(Dataset items)
____________________

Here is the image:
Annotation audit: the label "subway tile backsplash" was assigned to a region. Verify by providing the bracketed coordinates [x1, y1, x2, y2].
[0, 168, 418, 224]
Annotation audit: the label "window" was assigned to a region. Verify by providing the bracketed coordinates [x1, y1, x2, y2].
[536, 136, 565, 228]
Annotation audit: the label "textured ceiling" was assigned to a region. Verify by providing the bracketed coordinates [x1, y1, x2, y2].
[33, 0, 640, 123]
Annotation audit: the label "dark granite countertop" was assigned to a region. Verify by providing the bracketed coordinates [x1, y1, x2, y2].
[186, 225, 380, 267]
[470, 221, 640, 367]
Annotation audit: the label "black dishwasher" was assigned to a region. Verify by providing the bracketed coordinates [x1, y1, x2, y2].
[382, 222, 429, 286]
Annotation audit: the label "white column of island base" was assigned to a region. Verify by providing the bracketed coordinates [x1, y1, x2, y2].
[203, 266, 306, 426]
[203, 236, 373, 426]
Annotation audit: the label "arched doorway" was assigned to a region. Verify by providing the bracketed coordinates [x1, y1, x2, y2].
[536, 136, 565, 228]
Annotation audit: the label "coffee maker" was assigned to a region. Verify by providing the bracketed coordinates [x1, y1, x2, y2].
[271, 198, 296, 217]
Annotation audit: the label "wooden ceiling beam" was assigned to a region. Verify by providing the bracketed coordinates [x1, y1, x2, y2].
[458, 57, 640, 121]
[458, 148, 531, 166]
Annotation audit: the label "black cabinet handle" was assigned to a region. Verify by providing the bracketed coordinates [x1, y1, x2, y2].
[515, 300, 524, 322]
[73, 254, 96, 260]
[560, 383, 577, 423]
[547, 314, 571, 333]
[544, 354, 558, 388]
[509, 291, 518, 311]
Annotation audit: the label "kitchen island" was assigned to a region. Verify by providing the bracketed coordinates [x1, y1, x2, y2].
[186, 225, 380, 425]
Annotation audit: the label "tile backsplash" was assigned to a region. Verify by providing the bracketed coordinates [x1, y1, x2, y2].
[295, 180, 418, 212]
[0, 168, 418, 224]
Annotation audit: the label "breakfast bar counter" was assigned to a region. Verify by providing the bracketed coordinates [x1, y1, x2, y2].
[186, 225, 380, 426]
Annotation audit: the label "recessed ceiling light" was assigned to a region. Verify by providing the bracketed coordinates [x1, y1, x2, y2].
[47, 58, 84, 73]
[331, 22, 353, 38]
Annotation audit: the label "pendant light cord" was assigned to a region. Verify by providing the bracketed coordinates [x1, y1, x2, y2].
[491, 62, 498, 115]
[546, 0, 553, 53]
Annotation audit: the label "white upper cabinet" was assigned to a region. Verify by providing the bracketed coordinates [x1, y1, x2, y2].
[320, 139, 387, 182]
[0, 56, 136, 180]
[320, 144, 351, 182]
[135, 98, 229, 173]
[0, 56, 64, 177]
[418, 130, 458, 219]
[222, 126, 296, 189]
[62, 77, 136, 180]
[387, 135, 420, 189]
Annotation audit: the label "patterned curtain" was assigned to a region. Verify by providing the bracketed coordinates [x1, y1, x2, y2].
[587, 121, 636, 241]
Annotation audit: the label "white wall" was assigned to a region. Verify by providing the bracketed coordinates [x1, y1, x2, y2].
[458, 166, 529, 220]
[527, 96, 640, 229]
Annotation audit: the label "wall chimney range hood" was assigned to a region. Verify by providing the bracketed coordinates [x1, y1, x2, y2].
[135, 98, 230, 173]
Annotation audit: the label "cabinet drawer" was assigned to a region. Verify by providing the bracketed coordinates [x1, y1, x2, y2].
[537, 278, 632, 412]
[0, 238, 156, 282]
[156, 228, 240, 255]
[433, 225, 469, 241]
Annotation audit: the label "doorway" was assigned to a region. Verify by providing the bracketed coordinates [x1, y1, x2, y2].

____________________

Please pull out every line in the listing above that contains the word "black". Letter case matters.

▶ **Task solution**
Annotation audit: the label "black dishwasher" was assigned to a region. Verify by providing the bracketed coordinates [x1, y1, x2, y2].
Annotation audit: the label "black cabinet handle" was assigned to a region. Verify by providing the bracketed coordinates [x1, y1, x2, y2].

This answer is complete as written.